* [Description of the task]: Copy the rows below word for word, leaving out the pictures.

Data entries
◆ ◆ ◆ ◆ ◆ ◆ ◆

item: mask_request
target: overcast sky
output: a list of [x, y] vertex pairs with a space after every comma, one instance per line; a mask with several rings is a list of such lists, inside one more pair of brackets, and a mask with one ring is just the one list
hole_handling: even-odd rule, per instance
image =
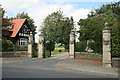
[[48, 14], [60, 9], [66, 17], [73, 16], [74, 21], [78, 22], [86, 18], [90, 10], [115, 1], [119, 0], [0, 0], [0, 4], [8, 17], [14, 17], [16, 13], [28, 13], [37, 26], [35, 39], [38, 42], [38, 30]]

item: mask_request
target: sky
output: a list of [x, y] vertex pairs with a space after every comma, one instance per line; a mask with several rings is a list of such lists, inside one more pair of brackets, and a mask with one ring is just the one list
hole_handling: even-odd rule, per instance
[[117, 1], [119, 0], [0, 0], [0, 5], [7, 11], [8, 18], [16, 16], [17, 13], [28, 13], [37, 26], [35, 42], [38, 42], [40, 26], [47, 15], [61, 10], [65, 17], [73, 16], [75, 27], [79, 29], [77, 22], [87, 18], [91, 10]]

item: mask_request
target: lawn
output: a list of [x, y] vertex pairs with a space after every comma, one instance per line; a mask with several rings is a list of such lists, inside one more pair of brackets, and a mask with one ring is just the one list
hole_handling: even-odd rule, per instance
[[55, 46], [55, 50], [51, 52], [52, 55], [54, 54], [60, 54], [61, 52], [64, 52], [65, 49], [63, 46]]

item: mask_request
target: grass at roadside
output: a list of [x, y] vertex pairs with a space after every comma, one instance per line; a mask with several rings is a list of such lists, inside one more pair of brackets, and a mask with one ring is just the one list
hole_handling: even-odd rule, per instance
[[51, 52], [52, 55], [54, 54], [60, 54], [61, 52], [65, 51], [64, 47], [63, 46], [55, 46], [55, 50]]

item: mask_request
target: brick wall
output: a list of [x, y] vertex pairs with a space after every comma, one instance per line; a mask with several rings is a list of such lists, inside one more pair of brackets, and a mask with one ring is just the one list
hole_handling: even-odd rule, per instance
[[20, 51], [20, 52], [2, 52], [0, 57], [27, 57], [27, 51]]

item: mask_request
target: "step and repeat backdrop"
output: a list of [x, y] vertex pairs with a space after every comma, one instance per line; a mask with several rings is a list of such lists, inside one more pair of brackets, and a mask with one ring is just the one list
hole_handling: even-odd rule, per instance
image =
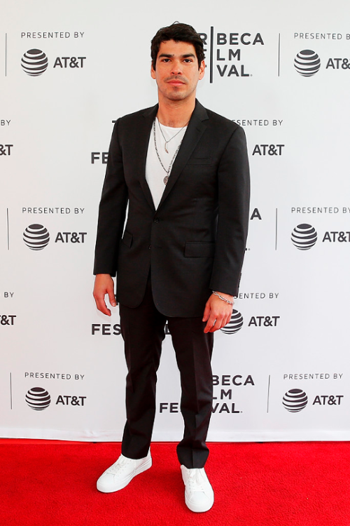
[[[97, 208], [113, 122], [156, 102], [150, 39], [179, 20], [204, 43], [198, 99], [244, 128], [251, 169], [209, 439], [349, 440], [349, 3], [91, 4], [2, 9], [0, 436], [121, 438], [118, 309], [92, 297]], [[169, 333], [158, 379], [153, 438], [177, 440]]]

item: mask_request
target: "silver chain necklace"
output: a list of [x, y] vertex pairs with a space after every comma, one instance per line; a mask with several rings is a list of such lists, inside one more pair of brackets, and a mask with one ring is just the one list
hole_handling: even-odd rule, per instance
[[181, 128], [181, 130], [178, 130], [178, 132], [176, 132], [176, 133], [175, 133], [175, 135], [173, 135], [173, 136], [172, 137], [172, 138], [171, 138], [171, 139], [169, 139], [169, 140], [167, 141], [167, 140], [166, 140], [166, 138], [165, 138], [164, 135], [164, 133], [163, 133], [163, 130], [162, 130], [162, 127], [161, 127], [161, 126], [160, 126], [160, 121], [159, 121], [159, 119], [158, 119], [158, 117], [157, 117], [157, 121], [158, 121], [159, 129], [160, 130], [160, 133], [162, 133], [162, 136], [163, 136], [163, 139], [164, 139], [164, 140], [165, 141], [165, 144], [164, 144], [164, 149], [165, 151], [167, 152], [167, 154], [169, 154], [168, 149], [167, 149], [167, 144], [168, 144], [168, 142], [170, 142], [170, 141], [172, 141], [172, 140], [173, 140], [173, 139], [174, 139], [174, 138], [175, 137], [176, 137], [176, 135], [178, 135], [178, 134], [180, 133], [180, 132], [181, 132], [181, 131], [182, 131], [182, 130], [183, 130], [183, 128], [185, 128], [185, 126], [187, 126], [187, 125], [188, 124], [188, 122], [186, 122], [186, 123], [185, 124], [185, 126], [183, 126], [183, 127]]
[[[183, 126], [183, 128], [185, 128], [185, 126]], [[183, 129], [183, 128], [182, 128], [182, 129]], [[162, 131], [162, 130], [161, 130], [161, 131]], [[181, 131], [181, 130], [180, 130], [180, 131]], [[178, 132], [178, 133], [179, 133], [180, 132]], [[177, 133], [176, 133], [176, 135], [177, 135]], [[163, 135], [163, 137], [164, 137], [164, 135]], [[175, 135], [174, 135], [174, 137], [175, 137]], [[170, 164], [169, 165], [169, 168], [167, 170], [167, 168], [165, 168], [165, 166], [164, 166], [164, 164], [162, 163], [162, 159], [160, 159], [160, 156], [159, 152], [158, 152], [158, 149], [157, 148], [157, 140], [155, 138], [155, 119], [153, 121], [153, 138], [154, 138], [154, 145], [155, 145], [155, 152], [157, 154], [157, 157], [158, 158], [158, 161], [160, 163], [160, 164], [162, 166], [162, 168], [163, 168], [164, 171], [167, 174], [166, 176], [164, 177], [164, 178], [163, 179], [163, 182], [164, 182], [164, 184], [166, 184], [167, 183], [168, 180], [169, 180], [169, 175], [170, 173], [170, 171], [172, 170], [172, 166], [174, 164], [174, 161], [175, 161], [175, 157], [176, 156], [176, 155], [178, 154], [178, 151], [180, 149], [180, 147], [181, 147], [181, 142], [182, 142], [182, 139], [181, 139], [181, 142], [180, 142], [180, 144], [178, 144], [178, 147], [176, 148], [176, 151], [175, 151], [175, 153], [174, 153], [174, 154], [173, 156], [173, 158], [172, 158], [172, 161], [170, 161]], [[174, 139], [174, 137], [172, 137], [172, 139]], [[168, 142], [169, 142], [169, 141], [168, 141]], [[167, 149], [165, 149], [165, 151], [167, 151]]]

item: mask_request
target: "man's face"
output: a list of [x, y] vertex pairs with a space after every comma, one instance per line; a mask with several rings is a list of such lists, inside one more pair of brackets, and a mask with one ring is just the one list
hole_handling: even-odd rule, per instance
[[150, 73], [157, 82], [160, 99], [176, 101], [195, 96], [197, 84], [203, 78], [204, 69], [204, 61], [198, 68], [192, 44], [169, 40], [161, 43], [155, 69], [152, 65]]

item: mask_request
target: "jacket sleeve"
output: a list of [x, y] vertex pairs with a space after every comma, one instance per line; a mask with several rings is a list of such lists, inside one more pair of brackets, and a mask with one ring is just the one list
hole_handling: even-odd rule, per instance
[[218, 170], [218, 215], [210, 287], [238, 294], [249, 219], [249, 166], [246, 136], [238, 127], [231, 135]]
[[107, 169], [99, 203], [94, 274], [115, 276], [119, 243], [122, 235], [127, 204], [122, 152], [118, 138], [118, 119], [109, 147]]

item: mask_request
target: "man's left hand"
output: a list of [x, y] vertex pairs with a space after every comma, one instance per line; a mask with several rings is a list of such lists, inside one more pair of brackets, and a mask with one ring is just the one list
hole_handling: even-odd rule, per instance
[[[223, 292], [218, 294], [233, 302], [233, 296]], [[206, 321], [207, 323], [204, 328], [204, 332], [214, 332], [225, 327], [231, 319], [232, 308], [232, 305], [212, 294], [205, 305], [203, 321]]]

◆ ◆ ◆ ◆ ◆ ◆ ◆

* [Reply to the exercise]:
item: mask_request
target: overcast sky
output: a list of [x, y] vertex pairs with a space after every comma, one instance per line; a mask with several rings is a list of such lists, inside one more pair of brackets, and a mask with one ring is just the one list
hole_handling: even-odd rule, per instance
image =
[[48, 14], [60, 9], [66, 17], [73, 16], [74, 21], [78, 22], [86, 18], [90, 10], [115, 1], [119, 0], [0, 0], [0, 4], [8, 17], [14, 17], [16, 13], [28, 13], [37, 26], [35, 39], [38, 42], [38, 30]]

item: mask_request
target: sky
output: a list of [x, y] vertex pairs with a space after every comma, one instance per line; a mask with several rings is a list of such lists, inside one more pair of brackets, and a mask with one ring is just the one list
hole_handling: even-odd rule, per instance
[[117, 1], [119, 0], [0, 0], [0, 5], [7, 11], [8, 18], [16, 16], [17, 13], [28, 13], [37, 26], [35, 42], [38, 42], [40, 26], [47, 15], [61, 10], [65, 17], [73, 16], [75, 27], [79, 29], [77, 22], [87, 18], [91, 10]]

item: mask_request
target: lawn
output: a list of [x, y] vertex pairs with a space after every comma, one instance per line; a mask with several rings is a list of such lists, inside one more pair of brackets, and a mask with one ring is just the one list
hole_handling: even-odd rule, per instance
[[55, 46], [55, 50], [51, 52], [52, 55], [54, 54], [60, 54], [61, 52], [64, 52], [65, 49], [63, 46]]

item: mask_request
target: grass at roadside
output: a list of [x, y] vertex pairs with a space after every comma, one instance per line; a mask with several rings is a list of such lists, inside one more pair of brackets, and a mask with one ring is just the one list
hole_handling: even-odd rule, per instance
[[51, 52], [52, 55], [54, 54], [60, 54], [61, 52], [65, 51], [64, 47], [63, 46], [55, 46], [55, 50]]

item: mask_request
target: brick wall
output: a list of [x, y] vertex pairs with a space after every comma, one instance per line; a mask with several rings is a list of such lists, inside one more pair of brackets, and a mask with one ring is just the one list
hole_handling: even-odd rule, per instance
[[20, 51], [20, 52], [2, 52], [0, 57], [27, 57], [27, 51]]

item: mask_request
target: "step and repeat backdrop"
output: a list of [x, y] vertex pairs with a space after every comma, one instance per line; a mask with several rings is a list of such lists, inside one more pair of brackets, and a mask with one ring is just the one list
hole_handling: even-odd rule, per instance
image =
[[[97, 208], [113, 122], [156, 102], [150, 39], [179, 20], [204, 43], [198, 99], [244, 128], [251, 169], [209, 439], [349, 440], [349, 3], [91, 4], [2, 9], [0, 436], [121, 438], [118, 309], [92, 297]], [[169, 333], [158, 379], [153, 438], [177, 440]]]

item: mask_request
target: "silver chain necklace"
output: a list of [x, y] vertex pairs with a space after every comma, one instance per line; a mask with several rings is a list of such lists, inside one more pair of brackets, and a mask with one ring is just the one list
hole_handling: even-odd rule, per instance
[[181, 128], [181, 130], [178, 130], [178, 132], [176, 132], [176, 133], [175, 133], [175, 135], [173, 135], [173, 136], [172, 137], [172, 138], [171, 138], [171, 139], [169, 139], [169, 140], [167, 141], [167, 140], [166, 140], [166, 138], [165, 138], [164, 135], [164, 133], [163, 133], [163, 130], [162, 130], [162, 127], [161, 127], [161, 126], [160, 126], [160, 121], [159, 121], [159, 119], [158, 119], [158, 117], [157, 117], [157, 121], [158, 121], [159, 129], [160, 130], [160, 133], [162, 133], [162, 136], [163, 136], [163, 139], [164, 139], [164, 140], [165, 141], [165, 144], [164, 144], [164, 149], [165, 151], [167, 152], [167, 154], [169, 154], [168, 149], [167, 149], [167, 144], [168, 144], [168, 142], [170, 142], [170, 141], [172, 141], [172, 140], [173, 140], [173, 139], [174, 139], [174, 138], [175, 137], [176, 137], [176, 135], [178, 135], [178, 134], [180, 133], [180, 132], [181, 132], [181, 131], [182, 131], [182, 130], [183, 130], [183, 128], [185, 128], [185, 126], [187, 126], [187, 125], [188, 124], [188, 122], [186, 122], [186, 123], [185, 124], [185, 126], [183, 126], [183, 127]]
[[[183, 126], [183, 128], [185, 128], [185, 126]], [[183, 129], [183, 128], [182, 128], [182, 129]], [[162, 131], [162, 130], [161, 130], [161, 131]], [[181, 131], [181, 130], [180, 130], [180, 131]], [[178, 132], [178, 133], [179, 133], [180, 132]], [[177, 133], [176, 133], [176, 135], [177, 135]], [[163, 135], [163, 137], [164, 137], [164, 135]], [[175, 135], [174, 135], [174, 137], [175, 137]], [[170, 164], [169, 165], [169, 168], [167, 170], [167, 168], [165, 168], [165, 166], [164, 166], [164, 164], [162, 163], [162, 159], [160, 159], [160, 156], [159, 152], [158, 152], [158, 149], [157, 148], [157, 140], [155, 138], [155, 119], [153, 121], [153, 138], [154, 138], [154, 145], [155, 145], [155, 152], [157, 154], [157, 157], [158, 158], [158, 161], [160, 163], [160, 164], [162, 166], [162, 168], [163, 168], [164, 171], [167, 174], [166, 176], [164, 177], [164, 178], [163, 179], [163, 182], [164, 182], [164, 184], [166, 184], [167, 183], [168, 180], [169, 180], [169, 175], [170, 173], [170, 171], [172, 170], [172, 166], [174, 164], [174, 161], [175, 161], [175, 157], [176, 156], [176, 155], [178, 154], [178, 151], [180, 149], [180, 147], [181, 147], [181, 142], [182, 142], [182, 139], [181, 139], [181, 142], [180, 142], [180, 144], [178, 144], [178, 147], [176, 148], [176, 151], [175, 151], [175, 153], [174, 153], [174, 154], [173, 156], [173, 158], [172, 158], [172, 161], [170, 161]], [[174, 139], [174, 137], [172, 137], [172, 139]], [[168, 142], [169, 142], [169, 141], [168, 141]], [[167, 149], [165, 149], [165, 151], [167, 151]]]

item: mask_request
target: "man's face"
output: a list of [x, y] vertex pairs with a space after every comma, one instance per line; a mask with several rings is a list of such lists, inside one more pair of brackets, and a mask with one ring is just the one list
hole_handling: even-odd rule, per instance
[[150, 73], [157, 82], [160, 99], [176, 101], [195, 96], [197, 84], [203, 78], [204, 69], [204, 61], [198, 68], [192, 44], [169, 40], [161, 43], [155, 69], [152, 65]]

item: mask_request
target: "jacket sleeve"
output: a list of [x, y] vertex pairs with a space after every comma, one instance per line; a mask with several rings is a list of such lists, inside one more pair of brackets, and a mask with one ring is just the one list
hole_handling: even-odd rule, per instance
[[218, 170], [218, 215], [210, 287], [238, 294], [249, 219], [249, 166], [246, 136], [238, 127], [231, 135]]
[[107, 169], [99, 203], [94, 274], [115, 276], [119, 243], [122, 235], [127, 204], [122, 152], [118, 138], [118, 119], [109, 147]]

item: mask_request
target: "man's left hand"
output: a list of [x, y] vertex pairs with a space after every comma, one instance per line; a mask with several rings is a list of such lists, inside one more pair of brackets, and a mask with one ring is just the one list
hole_handling: even-odd rule, per instance
[[[223, 292], [218, 294], [233, 302], [233, 296]], [[206, 321], [207, 323], [204, 328], [204, 332], [214, 332], [225, 327], [231, 319], [232, 308], [232, 305], [212, 294], [205, 305], [203, 321]]]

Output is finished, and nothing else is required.